Consignes et exigences: Recopiez mot pour mot les entrées, en commençant à la ligne qui contient « Locate the bird's head », elle comprise, et en allant jusqu'à la fin des entrées. N'incluez pas les images dans votre réponse.

Données d'entrée:
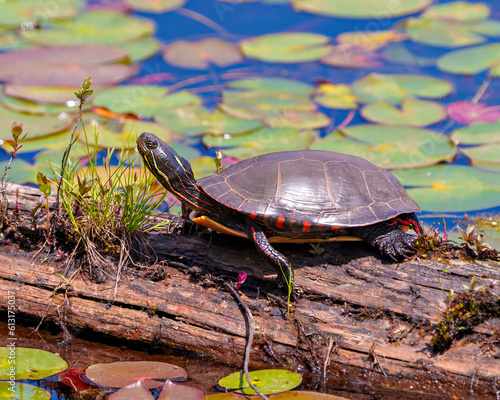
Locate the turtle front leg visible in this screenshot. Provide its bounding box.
[246,218,294,286]
[353,222,416,261]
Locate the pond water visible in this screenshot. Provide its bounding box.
[0,0,500,398]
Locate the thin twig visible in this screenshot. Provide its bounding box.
[224,282,269,400]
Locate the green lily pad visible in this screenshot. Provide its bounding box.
[113,37,160,63]
[422,1,491,22]
[218,369,302,394]
[125,0,186,14]
[19,10,154,46]
[392,165,500,212]
[0,0,85,26]
[0,45,139,87]
[0,382,52,400]
[0,347,68,380]
[291,0,432,20]
[202,128,314,159]
[227,77,314,97]
[163,38,243,69]
[361,98,447,126]
[241,32,331,63]
[311,125,455,169]
[154,106,262,135]
[0,104,76,140]
[352,73,453,104]
[451,122,500,144]
[437,43,500,77]
[314,83,359,110]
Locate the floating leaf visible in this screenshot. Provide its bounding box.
[0,45,138,86]
[0,346,68,380]
[291,0,432,20]
[163,38,243,69]
[227,77,314,97]
[218,369,302,394]
[203,128,314,159]
[155,107,262,135]
[361,98,446,126]
[241,32,331,63]
[446,101,500,125]
[0,0,85,26]
[85,361,187,388]
[314,83,359,109]
[311,125,455,169]
[158,381,205,400]
[352,73,452,104]
[392,165,500,212]
[19,10,154,46]
[125,0,186,14]
[437,43,500,77]
[0,382,52,400]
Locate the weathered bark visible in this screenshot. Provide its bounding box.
[0,184,500,398]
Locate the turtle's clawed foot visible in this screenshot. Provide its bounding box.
[375,230,417,262]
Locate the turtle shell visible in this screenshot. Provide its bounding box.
[198,150,420,227]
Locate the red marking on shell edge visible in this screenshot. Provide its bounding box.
[302,221,312,232]
[276,214,285,229]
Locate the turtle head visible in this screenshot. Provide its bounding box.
[137,132,196,197]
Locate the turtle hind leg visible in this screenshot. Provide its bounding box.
[353,217,416,261]
[247,219,294,291]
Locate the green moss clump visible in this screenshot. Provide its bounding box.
[431,289,500,352]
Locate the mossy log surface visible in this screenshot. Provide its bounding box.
[0,184,500,398]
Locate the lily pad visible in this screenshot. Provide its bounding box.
[241,32,331,63]
[163,38,243,69]
[154,106,262,135]
[291,0,432,20]
[125,0,186,14]
[352,73,453,104]
[0,104,76,140]
[85,361,187,388]
[0,45,138,87]
[0,382,52,400]
[0,0,85,26]
[361,98,446,126]
[437,43,500,77]
[311,125,455,169]
[314,83,359,110]
[0,347,68,380]
[19,10,155,46]
[219,369,302,394]
[392,165,500,212]
[203,128,314,159]
[227,77,314,97]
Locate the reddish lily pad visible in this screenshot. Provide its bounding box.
[20,10,154,46]
[163,38,243,69]
[437,43,500,77]
[0,346,68,380]
[0,45,138,87]
[241,32,331,63]
[361,98,446,126]
[446,101,500,125]
[392,165,500,212]
[311,125,456,169]
[85,361,187,388]
[314,83,359,110]
[291,0,432,20]
[125,0,186,14]
[219,369,302,394]
[352,73,453,104]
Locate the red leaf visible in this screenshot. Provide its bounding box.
[447,101,500,125]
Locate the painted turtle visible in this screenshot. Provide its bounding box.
[137,132,421,286]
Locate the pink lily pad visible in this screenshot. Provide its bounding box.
[446,101,500,125]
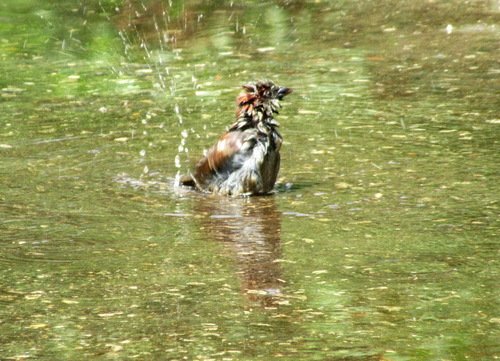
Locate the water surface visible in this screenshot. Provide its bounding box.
[0,0,500,360]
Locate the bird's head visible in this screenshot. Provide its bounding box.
[236,80,292,120]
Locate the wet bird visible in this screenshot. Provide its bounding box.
[180,80,292,196]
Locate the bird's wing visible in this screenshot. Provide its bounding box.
[194,129,257,186]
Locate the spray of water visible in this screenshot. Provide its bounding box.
[99,1,191,185]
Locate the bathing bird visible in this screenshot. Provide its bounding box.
[180,80,292,196]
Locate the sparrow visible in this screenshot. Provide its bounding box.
[180,80,292,196]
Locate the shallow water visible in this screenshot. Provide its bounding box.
[0,0,500,360]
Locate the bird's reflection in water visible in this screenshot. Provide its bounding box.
[193,196,286,307]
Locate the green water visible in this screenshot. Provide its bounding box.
[0,0,500,361]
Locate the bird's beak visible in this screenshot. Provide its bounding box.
[278,87,293,100]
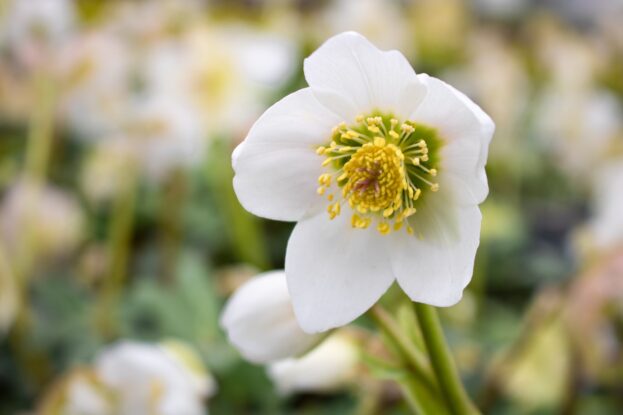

La réponse:
Locate the bird's head visible in this screenshot. Provide its bounding box.
[236,80,292,120]
Locate the wet bird visible in this screenshot. Provide its bounding box.
[180,80,292,196]
Locate the bird's wing visible in this screenshot. Provide its bounding box.
[194,129,257,186]
Locate the spray of water visible in this screenshot. Provide its bounding box.
[99,1,191,185]
Locate the bathing bird visible in this screenshot. Provide its bounding box.
[180,80,292,196]
Locate the sparrow visible in this screenshot. Provide its bounding box.
[180,80,292,196]
Locate the shallow water visible in this screenshot. Provide its bounding box.
[0,0,500,360]
Locate the bird's reflection in water visible in this screenshot. Provide its bounding box.
[193,196,286,307]
Locate the green water visible in this screenshot. Provide its bounding box.
[0,0,500,361]
Locate the bird's beak visible in this screenshot. Provide its bounding box.
[278,87,293,100]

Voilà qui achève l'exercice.